By Lilliane Caron, owner and director of Caronlab.
The beauty industry is an amazing world to be a part of. It’s forever changing and expanding rapidly. Trends come and go and products that were once revolutionary now seem so mundane, as if there was never a time we didn’t have these kind of luxuries at our fingertips.
Hair removal may not be considered the most glamourous aspect of the beauty world. Most people prefer to talk about makeup tips, or which fake tan gives you a flawless finish.
However, waxing is a multi-million dollar industry and is the bread and butter of most salons. The ease of waxing today is often taken for granted.
Waxing has been around for centuries, and while it is not a revolutionary concept, the products and formulations that are now available are revolutionary, and should be recognised on just how far they have come.
The transformation of waxes and other hair removal techniques over the past few decades is amazing and we should all take a minute to thank our lucky stars we have never had to use a sharp rock or pure beeswax straight from the hive to remove unwanted hair!
The Egyptians are known for the being the trendsetters for many beauty rituals. The women of ancient Egypt used to remove all of the hair on their bodies — some including the hair on their heads!
While hair removal these days is considered part of any beauty regime purely for aesthetic reasons, it first originated in Middle Eastern countries in order to reduce parasites, fleas, lice and body odour, which were all very common when living in such hot conditions.
It has long been tradition that even the men are completely hairless. With few options, they made waxes out of sugar and beeswax and used tweezers made from seashells (can you believe!?).
Sugaring is an early form of waxing and is still popular in Arabic countries today. It uses an all-natural paste or gel made from food-derived ingredients like sugar, water and lemon juice to remove the hair.

*DATASET EXCERPTS*.
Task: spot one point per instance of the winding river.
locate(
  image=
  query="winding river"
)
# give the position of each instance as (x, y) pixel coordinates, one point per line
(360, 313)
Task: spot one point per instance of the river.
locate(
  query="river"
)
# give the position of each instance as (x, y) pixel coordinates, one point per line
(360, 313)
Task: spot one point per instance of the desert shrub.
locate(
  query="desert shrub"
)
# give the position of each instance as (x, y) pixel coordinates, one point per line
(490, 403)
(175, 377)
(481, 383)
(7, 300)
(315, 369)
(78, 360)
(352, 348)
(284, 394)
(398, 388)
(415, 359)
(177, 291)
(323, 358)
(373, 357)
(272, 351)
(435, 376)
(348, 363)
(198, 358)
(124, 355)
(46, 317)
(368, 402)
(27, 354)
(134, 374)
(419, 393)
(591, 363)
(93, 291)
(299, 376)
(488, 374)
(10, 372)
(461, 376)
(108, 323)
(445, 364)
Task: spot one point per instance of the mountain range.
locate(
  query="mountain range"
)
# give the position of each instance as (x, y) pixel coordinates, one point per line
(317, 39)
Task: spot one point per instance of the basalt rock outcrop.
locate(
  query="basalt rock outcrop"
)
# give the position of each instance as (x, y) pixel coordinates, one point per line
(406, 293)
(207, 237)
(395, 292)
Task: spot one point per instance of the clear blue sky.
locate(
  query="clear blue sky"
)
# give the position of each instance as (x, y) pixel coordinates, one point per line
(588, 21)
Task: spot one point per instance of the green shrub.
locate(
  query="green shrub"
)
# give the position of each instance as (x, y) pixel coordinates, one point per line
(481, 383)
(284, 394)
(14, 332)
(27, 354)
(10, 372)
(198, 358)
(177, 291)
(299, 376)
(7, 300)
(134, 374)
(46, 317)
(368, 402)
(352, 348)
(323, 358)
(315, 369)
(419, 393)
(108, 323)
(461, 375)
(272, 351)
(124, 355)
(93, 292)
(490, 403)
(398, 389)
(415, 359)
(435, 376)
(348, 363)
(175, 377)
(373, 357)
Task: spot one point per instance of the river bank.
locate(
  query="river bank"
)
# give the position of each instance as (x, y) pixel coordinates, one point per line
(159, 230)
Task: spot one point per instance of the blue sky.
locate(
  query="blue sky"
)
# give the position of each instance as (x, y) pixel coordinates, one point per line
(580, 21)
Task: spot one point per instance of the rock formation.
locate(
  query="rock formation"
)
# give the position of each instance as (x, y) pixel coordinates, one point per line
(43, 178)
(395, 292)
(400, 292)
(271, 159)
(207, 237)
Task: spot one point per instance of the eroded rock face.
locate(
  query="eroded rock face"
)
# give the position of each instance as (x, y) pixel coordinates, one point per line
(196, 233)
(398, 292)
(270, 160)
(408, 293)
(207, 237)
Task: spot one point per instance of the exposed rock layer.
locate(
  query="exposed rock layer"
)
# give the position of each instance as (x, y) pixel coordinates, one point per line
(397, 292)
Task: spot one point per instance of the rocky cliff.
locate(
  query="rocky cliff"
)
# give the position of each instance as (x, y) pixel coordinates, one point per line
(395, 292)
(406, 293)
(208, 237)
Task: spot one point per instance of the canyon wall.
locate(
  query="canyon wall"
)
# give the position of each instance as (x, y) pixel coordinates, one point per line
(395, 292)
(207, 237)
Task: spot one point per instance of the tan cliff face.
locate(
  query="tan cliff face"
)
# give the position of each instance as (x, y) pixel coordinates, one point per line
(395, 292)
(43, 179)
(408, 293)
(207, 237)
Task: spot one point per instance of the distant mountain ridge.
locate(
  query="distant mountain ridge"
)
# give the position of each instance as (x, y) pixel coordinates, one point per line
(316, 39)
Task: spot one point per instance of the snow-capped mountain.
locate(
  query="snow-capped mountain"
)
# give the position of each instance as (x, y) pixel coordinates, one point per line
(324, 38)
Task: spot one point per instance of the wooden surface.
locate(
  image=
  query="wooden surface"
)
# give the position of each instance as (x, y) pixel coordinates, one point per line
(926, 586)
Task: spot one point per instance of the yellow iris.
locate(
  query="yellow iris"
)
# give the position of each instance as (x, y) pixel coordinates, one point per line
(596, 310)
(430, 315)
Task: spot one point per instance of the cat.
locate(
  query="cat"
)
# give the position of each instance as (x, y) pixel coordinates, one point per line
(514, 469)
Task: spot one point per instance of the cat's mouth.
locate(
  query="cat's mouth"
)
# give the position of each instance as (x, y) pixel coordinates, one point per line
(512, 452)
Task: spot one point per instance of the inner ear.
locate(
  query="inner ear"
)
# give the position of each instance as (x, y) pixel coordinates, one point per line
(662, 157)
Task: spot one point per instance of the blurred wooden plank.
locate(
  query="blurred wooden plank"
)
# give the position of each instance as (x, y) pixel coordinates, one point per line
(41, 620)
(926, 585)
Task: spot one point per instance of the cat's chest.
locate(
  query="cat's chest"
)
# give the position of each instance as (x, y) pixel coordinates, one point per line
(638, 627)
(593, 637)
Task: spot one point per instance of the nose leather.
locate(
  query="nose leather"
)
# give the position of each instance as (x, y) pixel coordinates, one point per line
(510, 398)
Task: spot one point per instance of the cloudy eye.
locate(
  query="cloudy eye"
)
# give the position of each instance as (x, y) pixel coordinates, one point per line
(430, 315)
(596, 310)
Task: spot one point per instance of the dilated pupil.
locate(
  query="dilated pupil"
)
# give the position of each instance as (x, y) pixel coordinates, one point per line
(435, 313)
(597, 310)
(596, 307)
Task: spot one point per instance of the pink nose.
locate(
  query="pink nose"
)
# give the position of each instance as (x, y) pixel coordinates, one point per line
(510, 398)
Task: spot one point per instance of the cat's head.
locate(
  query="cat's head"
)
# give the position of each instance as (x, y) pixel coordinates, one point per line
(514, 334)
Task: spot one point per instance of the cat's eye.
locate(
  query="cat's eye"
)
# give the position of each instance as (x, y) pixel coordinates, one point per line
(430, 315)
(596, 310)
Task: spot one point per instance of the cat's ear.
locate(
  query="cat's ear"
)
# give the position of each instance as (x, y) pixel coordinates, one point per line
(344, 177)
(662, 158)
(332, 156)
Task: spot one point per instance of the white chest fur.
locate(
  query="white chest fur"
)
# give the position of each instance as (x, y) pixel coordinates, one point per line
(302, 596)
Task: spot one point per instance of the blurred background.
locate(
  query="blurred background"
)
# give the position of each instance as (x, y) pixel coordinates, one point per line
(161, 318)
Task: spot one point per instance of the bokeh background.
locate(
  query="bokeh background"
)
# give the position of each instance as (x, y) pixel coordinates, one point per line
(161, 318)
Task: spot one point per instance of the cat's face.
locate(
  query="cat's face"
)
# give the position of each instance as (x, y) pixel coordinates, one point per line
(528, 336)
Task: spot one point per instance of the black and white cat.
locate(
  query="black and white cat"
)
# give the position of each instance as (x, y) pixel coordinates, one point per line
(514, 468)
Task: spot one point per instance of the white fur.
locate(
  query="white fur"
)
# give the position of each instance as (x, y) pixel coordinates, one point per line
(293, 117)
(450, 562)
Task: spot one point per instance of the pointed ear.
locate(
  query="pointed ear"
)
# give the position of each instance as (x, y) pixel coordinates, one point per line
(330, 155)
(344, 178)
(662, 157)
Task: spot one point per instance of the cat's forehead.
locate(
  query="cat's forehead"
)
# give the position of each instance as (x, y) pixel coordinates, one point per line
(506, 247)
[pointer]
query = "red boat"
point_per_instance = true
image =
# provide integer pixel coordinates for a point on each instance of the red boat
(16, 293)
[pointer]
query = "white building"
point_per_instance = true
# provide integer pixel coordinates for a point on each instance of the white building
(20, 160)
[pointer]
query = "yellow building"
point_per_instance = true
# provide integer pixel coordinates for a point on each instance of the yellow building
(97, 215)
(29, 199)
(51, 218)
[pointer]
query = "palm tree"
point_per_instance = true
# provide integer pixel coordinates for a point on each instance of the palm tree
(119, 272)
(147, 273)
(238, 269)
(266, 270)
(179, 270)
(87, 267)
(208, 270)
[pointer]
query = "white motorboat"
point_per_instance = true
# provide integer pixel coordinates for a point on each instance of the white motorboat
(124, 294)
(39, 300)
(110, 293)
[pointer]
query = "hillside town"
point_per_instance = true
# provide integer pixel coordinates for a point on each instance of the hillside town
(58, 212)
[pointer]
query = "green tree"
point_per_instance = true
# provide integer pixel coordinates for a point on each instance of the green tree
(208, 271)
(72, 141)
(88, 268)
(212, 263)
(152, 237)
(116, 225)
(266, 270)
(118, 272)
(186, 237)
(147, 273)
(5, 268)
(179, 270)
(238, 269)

*THINGS TO DO*.
(1) Check each statement against the hair removal text and answer yes or no, quoting the words of the text that decide it. (a) Sugaring is no longer practiced in Arabic countries. (b) Hair removal first originated in Middle Eastern countries. (c) Waxing is described as the bread and butter of most salons.
(2) Please extend the hair removal text, picking up after its last sentence.

*RESPONSES IN ORDER*.
(1)
(a) No: "is still popular in Arabic countries today"
(b) Yes: "it first originated in Middle Eastern countries"
(c) Yes: "is the bread and butter of most salons"

(2)
The toffee-like substance is kneaded into the skin repeatedly, removing the hair as it goes. While these homemade waxes were derived from natural ingredients, they would actually have been quiet harsh on the skin and caused irritation, redness, itchiness and bumps — reactions that can quiet easily be prevented or treated in this day and age.
During the days of the Roman Empire, the lack of body hair was also considered a sign of wealth and class, but even the wealthiest people in this period could only use what limited resources were available: generally tree sap, razors made from flints and sharp stones to scrape the hair.
In the 1930s the first commercial waxes were manufactured in France to be sold to the public. As time went by, waxes became more available to the public and quickly became the choice of woman all over the world for removing unwanted hair — it was quick, convenient and effective. Men at this stage still opted for the razor but woman rejoiced in a method that gave them longer-lasting results.
In the last 50 years or so, the waxing industry has evolved immensely. By the 60s there were both strip and hard waxes on the market, however the formulas and ingredients used to produce the waxes were inferior to those on the market today. While the idea had been marketed, the waxing industry was far from perfect and had a long way to grow.
Having been in the waxing business for over 30 years, I have witnessed the growth of this industry first hand. In 1979 I was working long hours in my own salon and became frustrated
with the expensive, inferior, difficult-to-use waxes on the market. The strip wax crystallised and the hard wax went brittle on the skin.
Not only were they poor quality, but we had to sift the hair out of the wax and reuse it. Imagine putting your used wax in a fish and chip fryer every night and sifting out the hair; because that’s what we were essentially doing!
I was sick and tired of a system that was desperate for a makeover, so I set about formulating my own range of hard and strip waxes. In 2000, the world’s first white wax was formulated by my company in response to the growing trend in Brazilian waxing which was rapidly making a comeback.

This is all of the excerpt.